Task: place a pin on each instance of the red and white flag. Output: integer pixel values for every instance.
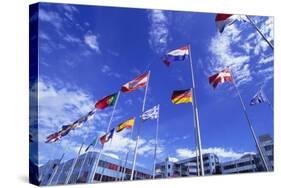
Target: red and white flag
(135, 84)
(53, 137)
(220, 77)
(223, 20)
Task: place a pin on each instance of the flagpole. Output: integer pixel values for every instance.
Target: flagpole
(196, 116)
(195, 136)
(83, 163)
(127, 155)
(55, 171)
(268, 102)
(86, 155)
(126, 158)
(250, 125)
(259, 31)
(156, 141)
(107, 130)
(73, 165)
(138, 132)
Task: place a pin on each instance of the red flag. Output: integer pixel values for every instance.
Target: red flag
(220, 77)
(223, 20)
(135, 84)
(105, 138)
(106, 101)
(53, 137)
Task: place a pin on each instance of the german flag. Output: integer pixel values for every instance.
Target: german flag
(127, 124)
(182, 96)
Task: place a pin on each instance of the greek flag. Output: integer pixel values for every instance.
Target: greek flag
(258, 98)
(152, 113)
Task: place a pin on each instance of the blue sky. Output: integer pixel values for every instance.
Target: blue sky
(88, 52)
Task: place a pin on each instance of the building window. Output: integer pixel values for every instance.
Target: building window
(268, 148)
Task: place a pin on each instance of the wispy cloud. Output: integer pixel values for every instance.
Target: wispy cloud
(72, 39)
(109, 72)
(51, 17)
(223, 55)
(92, 41)
(223, 153)
(242, 49)
(158, 31)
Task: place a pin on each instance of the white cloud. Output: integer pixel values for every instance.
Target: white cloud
(107, 70)
(122, 142)
(238, 45)
(92, 41)
(223, 55)
(51, 17)
(223, 153)
(158, 31)
(72, 39)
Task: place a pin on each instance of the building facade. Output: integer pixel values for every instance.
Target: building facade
(109, 169)
(247, 163)
(266, 144)
(188, 167)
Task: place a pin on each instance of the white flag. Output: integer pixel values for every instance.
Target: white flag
(152, 113)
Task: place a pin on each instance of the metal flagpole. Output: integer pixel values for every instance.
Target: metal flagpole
(107, 130)
(80, 170)
(156, 141)
(196, 116)
(259, 31)
(57, 180)
(55, 171)
(138, 132)
(73, 165)
(250, 125)
(86, 155)
(195, 136)
(267, 101)
(126, 159)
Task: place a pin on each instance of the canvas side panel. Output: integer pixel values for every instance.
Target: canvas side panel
(33, 95)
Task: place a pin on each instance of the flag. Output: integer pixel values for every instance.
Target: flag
(93, 143)
(67, 128)
(220, 77)
(106, 101)
(53, 137)
(182, 96)
(223, 20)
(176, 55)
(91, 114)
(136, 83)
(152, 113)
(127, 124)
(105, 138)
(258, 98)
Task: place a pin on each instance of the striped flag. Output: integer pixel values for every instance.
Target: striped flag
(182, 96)
(93, 143)
(223, 20)
(258, 98)
(126, 124)
(105, 138)
(152, 113)
(220, 77)
(106, 101)
(176, 55)
(138, 82)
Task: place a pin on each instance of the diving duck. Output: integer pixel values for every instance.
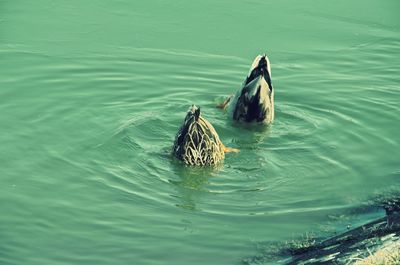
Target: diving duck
(197, 142)
(254, 102)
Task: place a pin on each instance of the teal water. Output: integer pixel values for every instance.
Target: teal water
(92, 94)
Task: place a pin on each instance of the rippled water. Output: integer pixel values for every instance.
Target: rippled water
(93, 94)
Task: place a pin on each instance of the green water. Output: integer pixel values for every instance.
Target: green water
(93, 92)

------------------------------------

Description of the task ->
Go through the data above and print exactly the lines from its first line through the line holding "Task: place a pin on each instance of the canvas", both included, leaving pictures aside.

Exercise solution ->
Task: place a pin on each instance of the red and white flag. Output: integer pixel values for every instance.
Target: red and white flag
(135, 84)
(53, 137)
(220, 77)
(223, 20)
Task: place a pin on each instance of the flagpole. Output: integer pixel values for every instance.
Target: flagpole
(196, 116)
(195, 136)
(83, 163)
(127, 155)
(55, 171)
(268, 102)
(86, 155)
(126, 158)
(250, 125)
(259, 31)
(156, 141)
(107, 130)
(73, 165)
(138, 132)
Task: place a pin on each instance of the red flag. Output: integer pixel values for every instance.
Target: red flag
(220, 77)
(223, 20)
(135, 84)
(105, 138)
(106, 101)
(53, 137)
Task: place a pin on each instance of the german flag. Output: integer pixel values for every instance.
Target: german flag
(127, 124)
(182, 96)
Task: place a pin on each instance of the greek flag. Output: integer pixel values for every instance.
Target: greek flag
(258, 98)
(152, 113)
Task: place a pin on each instance of the blue sky. Output: integer pixel values for every instance.
Target: blue sky
(88, 52)
Task: place a pin on each instance of the building window. Output: integer pixel values for every instance.
Target: building window
(268, 148)
Task: place a pin on each instance of the wispy cloud. Output: integer pixel values for every instance.
Target: wispy cloud
(72, 39)
(109, 72)
(51, 17)
(223, 55)
(92, 41)
(223, 153)
(242, 49)
(158, 31)
Task: place a pin on each instance of the white cloud. Output: integer pixel values for every instance.
Target: white cloud
(107, 70)
(122, 142)
(238, 45)
(92, 41)
(223, 55)
(51, 17)
(223, 153)
(158, 31)
(72, 39)
Task: place a pin on each instance of the building facade. Output: integer pixel values for every instance.
Target: building facade
(109, 169)
(247, 163)
(266, 144)
(188, 167)
Task: place a pin on each instance of the white flag. Output: integer pixel values for every instance.
Target: white flag
(152, 113)
Task: place a pin on each instance of the metal flagpole. Output: integer pixel values for every instance.
Target: metal flagpole
(107, 130)
(80, 170)
(156, 141)
(196, 116)
(259, 31)
(57, 180)
(55, 171)
(138, 132)
(73, 165)
(250, 125)
(86, 155)
(195, 136)
(267, 101)
(126, 159)
Task: place a pin on each instance of the canvas side panel. Output: integer pixel values for every instance.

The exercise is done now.